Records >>
** start **
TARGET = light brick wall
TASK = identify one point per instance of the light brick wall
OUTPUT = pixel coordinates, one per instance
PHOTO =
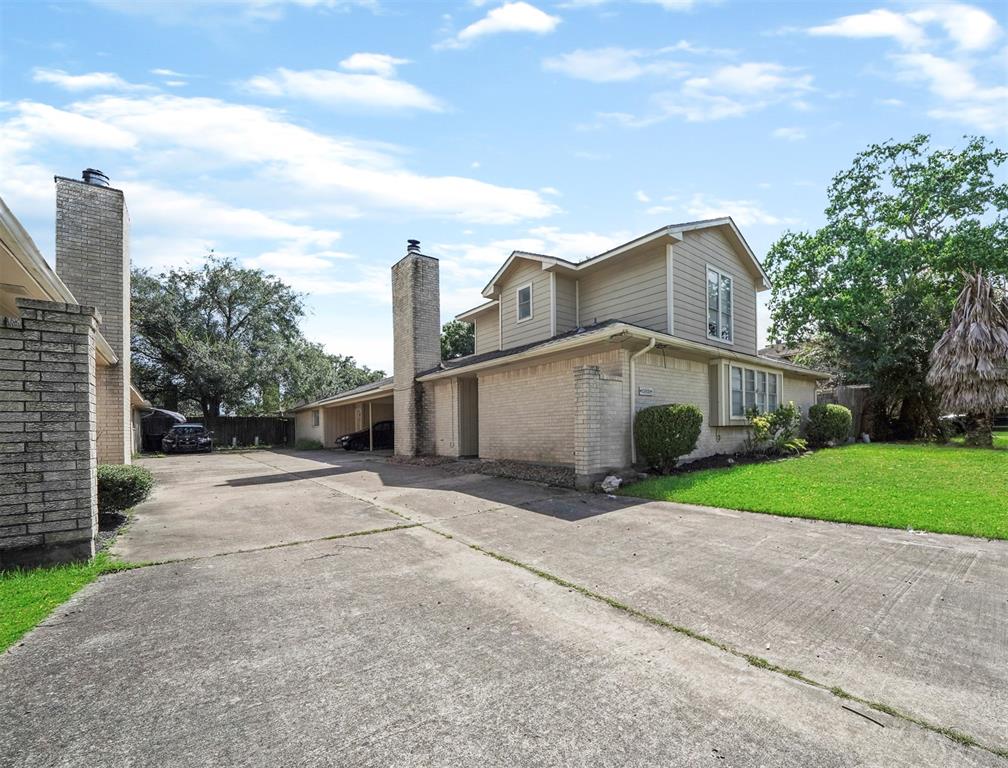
(48, 509)
(601, 435)
(416, 347)
(93, 260)
(528, 413)
(676, 380)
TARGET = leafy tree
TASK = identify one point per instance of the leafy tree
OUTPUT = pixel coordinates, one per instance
(970, 362)
(869, 293)
(210, 335)
(458, 340)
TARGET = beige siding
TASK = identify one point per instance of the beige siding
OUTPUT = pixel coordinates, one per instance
(799, 391)
(675, 380)
(689, 260)
(628, 288)
(567, 303)
(535, 329)
(527, 414)
(488, 331)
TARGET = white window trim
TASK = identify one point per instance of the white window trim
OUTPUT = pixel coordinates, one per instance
(769, 373)
(707, 294)
(517, 303)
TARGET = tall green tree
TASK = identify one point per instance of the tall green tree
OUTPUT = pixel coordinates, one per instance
(458, 339)
(870, 292)
(211, 335)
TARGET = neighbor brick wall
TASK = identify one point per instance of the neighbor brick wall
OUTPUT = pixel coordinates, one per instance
(93, 260)
(48, 510)
(416, 347)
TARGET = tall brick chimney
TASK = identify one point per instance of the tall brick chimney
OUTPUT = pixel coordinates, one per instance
(93, 260)
(416, 343)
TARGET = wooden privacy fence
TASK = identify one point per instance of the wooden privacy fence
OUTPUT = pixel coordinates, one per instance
(271, 430)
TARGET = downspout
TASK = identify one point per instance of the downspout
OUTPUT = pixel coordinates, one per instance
(633, 395)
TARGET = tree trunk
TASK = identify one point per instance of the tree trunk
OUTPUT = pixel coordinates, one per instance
(980, 431)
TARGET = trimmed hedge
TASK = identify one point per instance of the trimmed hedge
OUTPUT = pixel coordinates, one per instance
(829, 421)
(665, 432)
(121, 487)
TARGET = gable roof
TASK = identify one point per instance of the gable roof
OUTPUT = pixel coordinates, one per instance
(671, 231)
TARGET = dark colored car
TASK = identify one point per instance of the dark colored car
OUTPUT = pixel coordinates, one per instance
(383, 435)
(187, 438)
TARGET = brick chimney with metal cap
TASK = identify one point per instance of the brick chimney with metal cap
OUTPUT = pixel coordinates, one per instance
(416, 344)
(93, 260)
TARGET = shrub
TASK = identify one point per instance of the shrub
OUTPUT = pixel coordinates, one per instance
(775, 432)
(829, 421)
(664, 432)
(121, 487)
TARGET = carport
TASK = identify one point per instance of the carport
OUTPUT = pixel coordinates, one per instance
(353, 411)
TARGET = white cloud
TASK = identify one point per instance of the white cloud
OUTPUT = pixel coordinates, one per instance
(212, 136)
(92, 81)
(969, 27)
(339, 89)
(610, 65)
(376, 64)
(964, 98)
(875, 23)
(511, 17)
(789, 134)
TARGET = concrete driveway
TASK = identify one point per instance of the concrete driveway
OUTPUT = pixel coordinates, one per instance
(273, 635)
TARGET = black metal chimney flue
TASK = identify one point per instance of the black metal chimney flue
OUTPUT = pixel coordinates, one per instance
(95, 177)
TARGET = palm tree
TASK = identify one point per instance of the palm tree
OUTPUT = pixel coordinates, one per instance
(970, 362)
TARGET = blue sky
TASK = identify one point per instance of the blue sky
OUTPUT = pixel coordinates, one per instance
(312, 137)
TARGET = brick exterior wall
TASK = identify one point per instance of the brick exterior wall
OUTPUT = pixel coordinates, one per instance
(48, 510)
(416, 347)
(601, 434)
(676, 380)
(93, 260)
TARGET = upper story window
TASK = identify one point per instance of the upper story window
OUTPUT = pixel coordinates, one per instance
(754, 389)
(524, 302)
(719, 305)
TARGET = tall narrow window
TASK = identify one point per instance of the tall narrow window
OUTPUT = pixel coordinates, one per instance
(737, 408)
(524, 302)
(719, 305)
(761, 390)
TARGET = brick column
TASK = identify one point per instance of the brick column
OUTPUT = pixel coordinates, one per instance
(587, 418)
(416, 347)
(93, 260)
(48, 505)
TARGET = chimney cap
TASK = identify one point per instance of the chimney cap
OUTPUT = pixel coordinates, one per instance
(95, 177)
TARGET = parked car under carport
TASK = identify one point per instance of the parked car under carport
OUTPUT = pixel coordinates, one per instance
(383, 433)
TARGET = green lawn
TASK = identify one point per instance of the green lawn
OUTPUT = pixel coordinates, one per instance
(27, 597)
(945, 489)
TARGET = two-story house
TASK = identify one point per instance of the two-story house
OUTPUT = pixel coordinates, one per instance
(568, 352)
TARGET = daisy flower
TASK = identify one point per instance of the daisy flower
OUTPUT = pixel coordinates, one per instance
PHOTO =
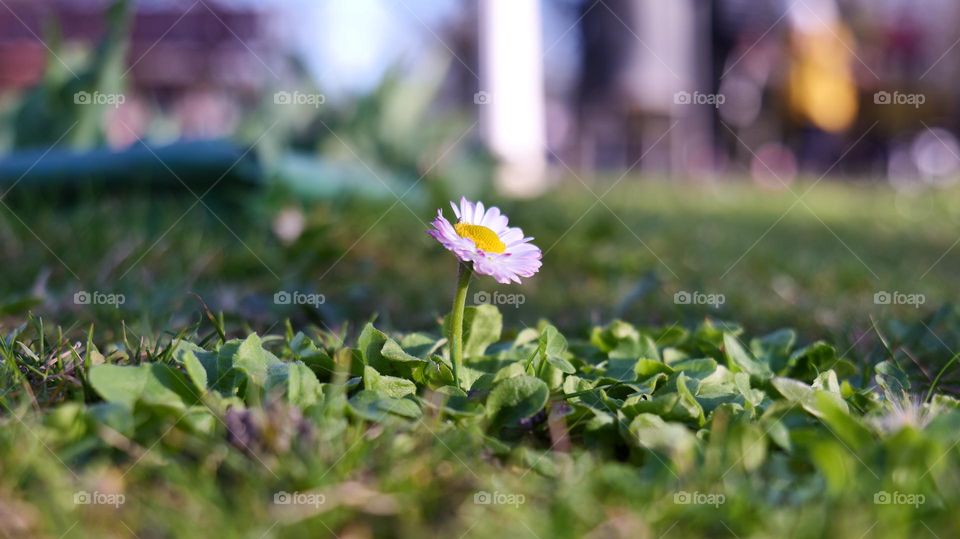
(485, 245)
(482, 238)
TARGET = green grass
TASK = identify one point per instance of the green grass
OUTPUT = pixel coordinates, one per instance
(815, 267)
(792, 452)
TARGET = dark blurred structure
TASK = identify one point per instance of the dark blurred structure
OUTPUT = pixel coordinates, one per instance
(198, 61)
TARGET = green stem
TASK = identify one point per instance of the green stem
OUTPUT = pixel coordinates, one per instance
(456, 321)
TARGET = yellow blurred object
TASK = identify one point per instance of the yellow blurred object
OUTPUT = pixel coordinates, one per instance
(821, 87)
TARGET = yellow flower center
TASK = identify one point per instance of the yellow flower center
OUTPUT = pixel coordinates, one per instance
(484, 238)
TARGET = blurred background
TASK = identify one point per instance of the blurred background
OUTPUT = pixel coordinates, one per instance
(778, 162)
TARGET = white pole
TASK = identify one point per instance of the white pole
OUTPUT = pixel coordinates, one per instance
(511, 93)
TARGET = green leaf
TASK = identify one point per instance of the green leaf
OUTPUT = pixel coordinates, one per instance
(739, 360)
(652, 432)
(252, 359)
(373, 406)
(646, 368)
(155, 384)
(516, 398)
(394, 352)
(114, 383)
(370, 342)
(297, 382)
(482, 326)
(389, 386)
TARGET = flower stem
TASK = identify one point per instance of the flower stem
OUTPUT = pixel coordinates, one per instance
(456, 320)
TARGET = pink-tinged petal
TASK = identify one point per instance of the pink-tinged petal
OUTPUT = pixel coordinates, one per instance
(520, 258)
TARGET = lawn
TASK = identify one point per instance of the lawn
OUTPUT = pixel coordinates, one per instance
(200, 406)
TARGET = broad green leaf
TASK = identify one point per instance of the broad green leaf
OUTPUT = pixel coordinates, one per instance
(652, 432)
(297, 382)
(372, 406)
(516, 398)
(389, 386)
(115, 383)
(155, 384)
(739, 360)
(254, 360)
(482, 326)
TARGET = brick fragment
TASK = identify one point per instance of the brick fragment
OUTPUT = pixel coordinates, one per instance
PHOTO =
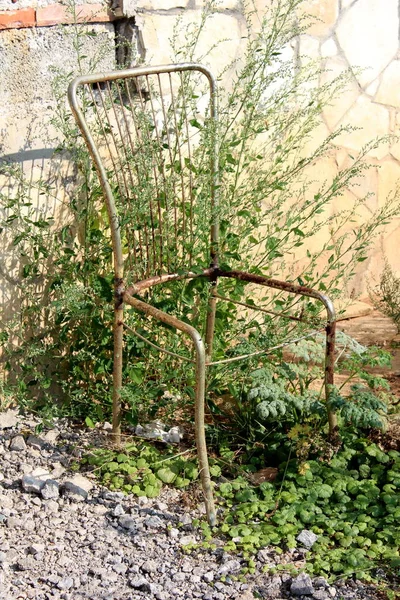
(16, 19)
(56, 14)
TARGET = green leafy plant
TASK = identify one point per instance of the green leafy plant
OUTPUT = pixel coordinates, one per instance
(386, 296)
(61, 344)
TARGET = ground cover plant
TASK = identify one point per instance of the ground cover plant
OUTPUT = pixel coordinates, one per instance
(265, 413)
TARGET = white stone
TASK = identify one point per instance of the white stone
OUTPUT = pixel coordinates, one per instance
(302, 585)
(373, 87)
(8, 418)
(50, 490)
(345, 97)
(18, 443)
(395, 144)
(159, 4)
(329, 48)
(41, 473)
(368, 34)
(389, 89)
(307, 538)
(372, 121)
(32, 484)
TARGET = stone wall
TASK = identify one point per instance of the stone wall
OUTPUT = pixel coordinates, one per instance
(35, 40)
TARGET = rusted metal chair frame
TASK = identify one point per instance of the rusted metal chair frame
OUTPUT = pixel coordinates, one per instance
(128, 296)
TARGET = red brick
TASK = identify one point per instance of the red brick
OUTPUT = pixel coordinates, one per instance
(14, 19)
(55, 14)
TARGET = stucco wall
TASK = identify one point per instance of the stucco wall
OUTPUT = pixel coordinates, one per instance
(346, 33)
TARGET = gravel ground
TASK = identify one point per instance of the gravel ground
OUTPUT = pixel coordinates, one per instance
(62, 537)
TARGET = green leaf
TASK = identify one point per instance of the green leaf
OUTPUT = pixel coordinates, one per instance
(89, 423)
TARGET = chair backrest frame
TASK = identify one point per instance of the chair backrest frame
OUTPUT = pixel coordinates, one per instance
(80, 116)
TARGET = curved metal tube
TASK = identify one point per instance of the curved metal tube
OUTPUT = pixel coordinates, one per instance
(199, 394)
(330, 327)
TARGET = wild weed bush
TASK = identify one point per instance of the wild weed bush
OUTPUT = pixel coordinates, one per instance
(60, 345)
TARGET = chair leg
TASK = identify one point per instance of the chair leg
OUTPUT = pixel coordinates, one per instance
(210, 325)
(200, 432)
(117, 374)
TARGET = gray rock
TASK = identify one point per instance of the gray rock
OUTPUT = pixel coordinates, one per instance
(17, 444)
(65, 584)
(74, 492)
(173, 533)
(51, 436)
(321, 595)
(8, 418)
(6, 501)
(149, 566)
(78, 487)
(41, 473)
(186, 519)
(35, 442)
(32, 484)
(140, 584)
(128, 522)
(230, 566)
(36, 548)
(264, 555)
(154, 522)
(307, 538)
(320, 582)
(302, 585)
(50, 490)
(118, 511)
** end **
Do this >> Restate the final lines of the listing above word for word, beginning at the line that contains "TARGET = ground cover plant".

Worked solution >>
TARGET = ground cover plant
TASK = identify one point per instance of the ground cover plant
OUTPUT = pixel coordinates, one per instance
(265, 413)
TARGET = white stone
TASK = identify one point per instance of the white stone
OUTPUT = pixel coordinates, one per instance
(302, 585)
(373, 87)
(8, 418)
(50, 490)
(345, 97)
(18, 443)
(395, 144)
(159, 4)
(329, 48)
(41, 473)
(368, 34)
(389, 89)
(307, 538)
(372, 121)
(32, 484)
TARGET = stone wall
TASK = identify one point per instance of the stone wall
OUTPUT = pixel coordinates, one per instance
(35, 40)
TARGET = rusted metal chair frame
TASK = identify one point per instance of the rusted metal chair frame
OUTPUT = pixel coordinates, one per instance
(128, 296)
TARGET = red brick
TASK = identify one point per instance of the red brick
OUTPUT = pixel coordinates, one per instance
(14, 19)
(55, 14)
TARGET = stucco wall
TASK = identify one point per instance of the stucco wall
OUTPUT = pixel coordinates, one per instance
(346, 33)
TARGET = gravel ground
TASK = identify one point per instance of the gravel ground
OUTPUT = pixel coordinates, one per instance
(62, 537)
TARGET = green leaf
TASK = identify one point per instance of the green leaf
OUTPUT = pixel coordinates, one per instance
(89, 423)
TARGET = chair backrest frame
TASK = identify one point per instance of the chair backrest frame
OUTPUT = pixel coordinates, one per instance
(80, 116)
TARGET = curved metal tube
TASK = identify one point per instance of the curved metal tube
OUTPUT = pixel coordinates, one per instance
(199, 394)
(330, 327)
TARGET = wild weed bush
TASK = identify one point per instance of the wild weed bush
OUTPUT = pixel coordinates, one per instance
(60, 345)
TARGET = chair leg
TASK = identify one point per instance of the chair leg
OUTPUT = pixel coordinates, one per instance
(210, 325)
(200, 432)
(117, 374)
TARGET = gray rock
TASK = identify one point per instance of the gray rock
OUTPUT = pixel coordinates, one per instance
(17, 444)
(65, 584)
(74, 492)
(173, 533)
(51, 436)
(321, 595)
(8, 418)
(6, 501)
(149, 566)
(78, 487)
(41, 473)
(186, 519)
(35, 442)
(32, 484)
(140, 584)
(128, 522)
(230, 566)
(36, 548)
(264, 555)
(154, 522)
(307, 538)
(320, 582)
(302, 585)
(50, 490)
(118, 511)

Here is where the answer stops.